## begin

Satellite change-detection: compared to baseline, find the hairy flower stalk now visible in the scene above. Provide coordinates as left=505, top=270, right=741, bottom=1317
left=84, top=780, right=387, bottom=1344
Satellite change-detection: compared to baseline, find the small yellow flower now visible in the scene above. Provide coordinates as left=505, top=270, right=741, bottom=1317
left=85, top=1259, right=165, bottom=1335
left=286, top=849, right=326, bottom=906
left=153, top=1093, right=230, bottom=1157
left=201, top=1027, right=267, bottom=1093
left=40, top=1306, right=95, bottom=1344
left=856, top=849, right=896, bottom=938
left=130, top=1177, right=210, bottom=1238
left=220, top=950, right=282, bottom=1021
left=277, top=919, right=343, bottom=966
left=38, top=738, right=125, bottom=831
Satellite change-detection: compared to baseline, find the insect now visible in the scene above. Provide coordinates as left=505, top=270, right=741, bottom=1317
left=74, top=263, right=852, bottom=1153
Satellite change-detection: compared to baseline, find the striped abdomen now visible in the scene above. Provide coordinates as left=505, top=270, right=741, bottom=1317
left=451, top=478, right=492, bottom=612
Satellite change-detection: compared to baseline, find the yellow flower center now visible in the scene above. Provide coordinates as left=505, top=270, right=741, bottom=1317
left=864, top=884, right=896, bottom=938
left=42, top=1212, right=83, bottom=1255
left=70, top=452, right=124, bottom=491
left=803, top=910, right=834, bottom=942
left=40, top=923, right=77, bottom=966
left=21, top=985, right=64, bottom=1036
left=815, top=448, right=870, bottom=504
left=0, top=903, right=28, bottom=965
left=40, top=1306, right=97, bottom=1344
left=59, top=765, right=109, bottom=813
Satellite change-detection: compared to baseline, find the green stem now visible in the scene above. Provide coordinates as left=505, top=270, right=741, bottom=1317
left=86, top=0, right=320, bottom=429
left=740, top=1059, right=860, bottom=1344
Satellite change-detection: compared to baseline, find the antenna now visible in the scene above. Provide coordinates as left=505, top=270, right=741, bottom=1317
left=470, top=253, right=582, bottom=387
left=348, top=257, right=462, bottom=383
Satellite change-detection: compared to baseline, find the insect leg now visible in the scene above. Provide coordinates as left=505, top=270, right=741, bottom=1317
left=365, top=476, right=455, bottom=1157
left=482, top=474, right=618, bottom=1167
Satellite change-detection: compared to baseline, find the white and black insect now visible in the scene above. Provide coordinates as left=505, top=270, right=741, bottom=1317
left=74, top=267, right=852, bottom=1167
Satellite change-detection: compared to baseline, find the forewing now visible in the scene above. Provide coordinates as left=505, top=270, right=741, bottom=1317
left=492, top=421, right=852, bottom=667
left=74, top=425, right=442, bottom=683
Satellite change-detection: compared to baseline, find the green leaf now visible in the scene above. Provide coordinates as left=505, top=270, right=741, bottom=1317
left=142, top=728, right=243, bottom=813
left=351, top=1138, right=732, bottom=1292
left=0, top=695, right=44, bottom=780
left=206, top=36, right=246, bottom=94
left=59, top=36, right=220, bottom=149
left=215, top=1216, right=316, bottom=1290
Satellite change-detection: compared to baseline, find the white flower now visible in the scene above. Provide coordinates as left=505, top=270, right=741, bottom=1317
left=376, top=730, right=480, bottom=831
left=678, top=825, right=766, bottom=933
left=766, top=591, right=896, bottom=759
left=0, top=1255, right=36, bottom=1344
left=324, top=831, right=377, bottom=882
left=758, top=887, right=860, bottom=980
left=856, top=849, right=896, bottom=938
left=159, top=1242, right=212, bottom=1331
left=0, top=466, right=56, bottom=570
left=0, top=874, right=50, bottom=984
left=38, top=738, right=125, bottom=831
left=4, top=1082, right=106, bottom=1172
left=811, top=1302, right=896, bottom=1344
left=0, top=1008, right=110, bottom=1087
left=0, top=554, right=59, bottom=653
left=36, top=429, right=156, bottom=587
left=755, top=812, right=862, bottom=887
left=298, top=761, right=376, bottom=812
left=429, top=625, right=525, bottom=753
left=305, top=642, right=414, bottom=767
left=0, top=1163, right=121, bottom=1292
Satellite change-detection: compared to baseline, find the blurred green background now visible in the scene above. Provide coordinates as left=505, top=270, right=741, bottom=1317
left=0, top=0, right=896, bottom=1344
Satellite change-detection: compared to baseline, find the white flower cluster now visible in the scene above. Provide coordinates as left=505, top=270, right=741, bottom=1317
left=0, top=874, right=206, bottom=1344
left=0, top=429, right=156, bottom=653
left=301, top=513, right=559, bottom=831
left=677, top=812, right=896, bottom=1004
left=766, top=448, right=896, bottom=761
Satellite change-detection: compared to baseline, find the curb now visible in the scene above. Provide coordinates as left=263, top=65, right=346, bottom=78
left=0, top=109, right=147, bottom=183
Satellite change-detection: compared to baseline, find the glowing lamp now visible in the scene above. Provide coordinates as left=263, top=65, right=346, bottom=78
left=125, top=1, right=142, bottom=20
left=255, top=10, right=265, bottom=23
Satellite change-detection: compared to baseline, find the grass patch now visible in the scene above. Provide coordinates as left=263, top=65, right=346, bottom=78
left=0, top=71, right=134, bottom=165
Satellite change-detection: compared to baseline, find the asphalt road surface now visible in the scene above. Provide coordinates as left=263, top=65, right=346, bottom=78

## end

__Required work__.
Update the entries above by changing every "compared to baseline" to "compared to the earlier image". Keep the rest of every line as it is.

__Answer in full__.
Satellite change-detection: compared to the earlier image, find the hairy flower stalk now visible in the scene above. Provide coordinates as left=505, top=270, right=741, bottom=1317
left=84, top=780, right=387, bottom=1344
Satellite change-detection: compared to the earlier image, find the small yellow flower now visible in the scene above. Provide coordinates as left=505, top=270, right=741, bottom=1317
left=85, top=1259, right=165, bottom=1335
left=286, top=849, right=326, bottom=906
left=153, top=1093, right=230, bottom=1157
left=201, top=1027, right=267, bottom=1093
left=40, top=1306, right=95, bottom=1344
left=856, top=849, right=896, bottom=938
left=130, top=1177, right=210, bottom=1238
left=220, top=950, right=282, bottom=1021
left=277, top=919, right=343, bottom=966
left=38, top=738, right=125, bottom=831
Satellite change-detection: compared to the earlier image, find the insect now visible in the scene above. Provide coordinates as left=505, top=270, right=741, bottom=1317
left=74, top=263, right=852, bottom=1153
Satellite change-detection: compared to the earlier image, find the striped abdomen now visible in the scene above. Provide coordinates as left=505, top=270, right=741, bottom=1317
left=451, top=478, right=492, bottom=612
Satellite change-detection: compared to the earlier image, find the yellow flower center now visible in the scene above. Provide coordinates as left=505, top=270, right=741, bottom=1317
left=864, top=884, right=896, bottom=938
left=42, top=1212, right=83, bottom=1255
left=70, top=452, right=124, bottom=491
left=803, top=910, right=834, bottom=942
left=40, top=923, right=77, bottom=966
left=21, top=985, right=64, bottom=1036
left=815, top=448, right=870, bottom=504
left=0, top=903, right=28, bottom=965
left=40, top=1306, right=97, bottom=1344
left=59, top=765, right=109, bottom=813
Satellite change-detection: compared to the earlier image, find the green stem now visible in the scene above. Provide coordinates as left=505, top=270, right=741, bottom=1317
left=86, top=0, right=320, bottom=429
left=740, top=1059, right=860, bottom=1344
Satellite change-detection: compared to the earlier image, find the antenna now visible in the scene above. Provide coordinates as left=505, top=270, right=741, bottom=1317
left=470, top=253, right=582, bottom=387
left=348, top=257, right=462, bottom=383
Satellite change-detection: compared to the earlier image, find the insect leg now visible in the scene above. Provide coordinates as left=505, top=270, right=741, bottom=1317
left=365, top=476, right=455, bottom=1157
left=482, top=474, right=618, bottom=1167
Satellite change-detection: compared to the earlier image, find the white and black insect now visible in the scene above. Provide coordinates as left=505, top=270, right=741, bottom=1317
left=74, top=267, right=852, bottom=1167
Satellite change-detection: compared to the earlier image, find the forewing now visible in the scene above. Provide coordinates as left=505, top=270, right=741, bottom=1317
left=492, top=421, right=852, bottom=667
left=74, top=425, right=442, bottom=683
Satellite change-detection: compared to the earlier image, find the green leaf now visible in the scene above. Provide coordinates as left=505, top=270, right=741, bottom=1317
left=142, top=728, right=243, bottom=813
left=351, top=1138, right=732, bottom=1292
left=0, top=695, right=44, bottom=780
left=206, top=36, right=246, bottom=94
left=59, top=36, right=220, bottom=149
left=215, top=1216, right=316, bottom=1290
Satellite change-detection: compared to the earlier image, find the white flower now visible in the scene above. Provide coordinates as left=505, top=270, right=741, bottom=1317
left=376, top=730, right=480, bottom=831
left=678, top=825, right=766, bottom=933
left=766, top=591, right=896, bottom=759
left=0, top=1255, right=36, bottom=1344
left=324, top=831, right=377, bottom=882
left=758, top=887, right=860, bottom=980
left=856, top=849, right=896, bottom=938
left=159, top=1242, right=212, bottom=1331
left=0, top=466, right=56, bottom=570
left=0, top=874, right=50, bottom=984
left=38, top=738, right=125, bottom=831
left=4, top=1082, right=106, bottom=1172
left=811, top=1302, right=896, bottom=1344
left=0, top=1008, right=110, bottom=1087
left=0, top=554, right=59, bottom=653
left=36, top=429, right=156, bottom=587
left=755, top=812, right=862, bottom=887
left=298, top=761, right=376, bottom=812
left=429, top=625, right=525, bottom=753
left=305, top=642, right=414, bottom=767
left=0, top=1163, right=121, bottom=1292
Satellite change-detection: compared to the earlier image, find the blurred green background now visible in the scene above. Provide coordinates as left=505, top=270, right=741, bottom=1317
left=0, top=0, right=896, bottom=1344
Satellite change-detection: compared to the earlier image, find the white flower cluster now visible in the scene above. Provide coordinates as left=505, top=270, right=741, bottom=1317
left=0, top=874, right=206, bottom=1344
left=0, top=429, right=156, bottom=653
left=301, top=513, right=559, bottom=831
left=677, top=812, right=896, bottom=1004
left=766, top=448, right=896, bottom=761
Satellite change-detection: compared to the earlier image, find the curb now visible in the scene above. Provide coordinates as left=263, top=65, right=346, bottom=78
left=0, top=109, right=147, bottom=183
Satellite change-detection: compared to the earlier image, find the glowing lamp now visible in the scene above. Provide coordinates as left=263, top=65, right=346, bottom=78
left=125, top=1, right=142, bottom=20
left=255, top=10, right=265, bottom=23
Satellite change-detection: compared to the earlier image, find the grass patch now visible in the scene above. Provide coordinates as left=263, top=65, right=346, bottom=78
left=0, top=71, right=134, bottom=165
Satellite change-detection: compared to the earlier image, find the asphalt road surface now visible in the scene above. Provide coordinates as left=263, top=65, right=346, bottom=78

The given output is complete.